> **TASK BRIEF**
From the records below, pull out each line that contains the string "Category". Only matches with the same capitalization count.

> **MATERIAL PROVIDED**
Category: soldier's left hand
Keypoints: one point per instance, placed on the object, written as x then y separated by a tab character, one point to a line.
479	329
* * *
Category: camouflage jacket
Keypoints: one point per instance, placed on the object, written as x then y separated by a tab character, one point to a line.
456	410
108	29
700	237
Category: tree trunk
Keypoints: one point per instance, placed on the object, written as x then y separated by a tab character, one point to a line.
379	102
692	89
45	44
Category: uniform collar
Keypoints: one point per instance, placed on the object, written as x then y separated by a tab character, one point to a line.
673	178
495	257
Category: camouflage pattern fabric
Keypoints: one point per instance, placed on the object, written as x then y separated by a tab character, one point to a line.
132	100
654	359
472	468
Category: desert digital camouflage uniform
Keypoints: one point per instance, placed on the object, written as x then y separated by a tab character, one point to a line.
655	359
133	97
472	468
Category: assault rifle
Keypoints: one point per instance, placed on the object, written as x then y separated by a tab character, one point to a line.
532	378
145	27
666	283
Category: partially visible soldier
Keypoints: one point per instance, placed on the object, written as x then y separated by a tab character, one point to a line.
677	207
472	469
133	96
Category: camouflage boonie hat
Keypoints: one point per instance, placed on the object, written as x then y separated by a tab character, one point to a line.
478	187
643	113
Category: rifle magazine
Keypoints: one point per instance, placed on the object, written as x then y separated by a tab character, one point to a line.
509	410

> **ANSWER TO THIS PROBLEM**
Category: soldier's left hand
Category: camouflage jacket
Category: tree trunk
Category: uniform collar
Category: camouflage pattern fabric
Category: desert digital camouflage uniform
Category: assault rifle
Category: partially visible soldier
Category: camouflage boonie hat
Category: rifle magazine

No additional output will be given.